Image location labeling entries:
───

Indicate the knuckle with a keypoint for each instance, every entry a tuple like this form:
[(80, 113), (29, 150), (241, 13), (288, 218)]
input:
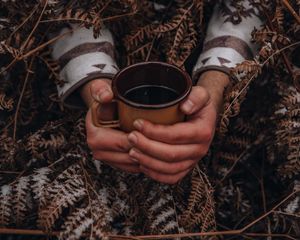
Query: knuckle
[(91, 143), (178, 137), (98, 155), (173, 180), (172, 156), (207, 134)]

───

> [WORK REQUIRED]: Format every line of all the rows above as a Markdown table with the columns No. and Line, numbering each line and skipping blank ones. Leave the pictures out of the table.

> [THE ANSWER]:
| No. | Line |
|---|---|
| 1 | Indicate the knuckle with a keypoint for each instance, every entry a tuple like this form: |
| 2 | [(80, 113), (29, 150), (241, 13), (288, 218)] |
| 3 | input: |
| 4 | Query: knuckle |
| 5 | [(91, 143), (178, 137), (98, 155), (173, 180), (172, 156), (207, 134)] |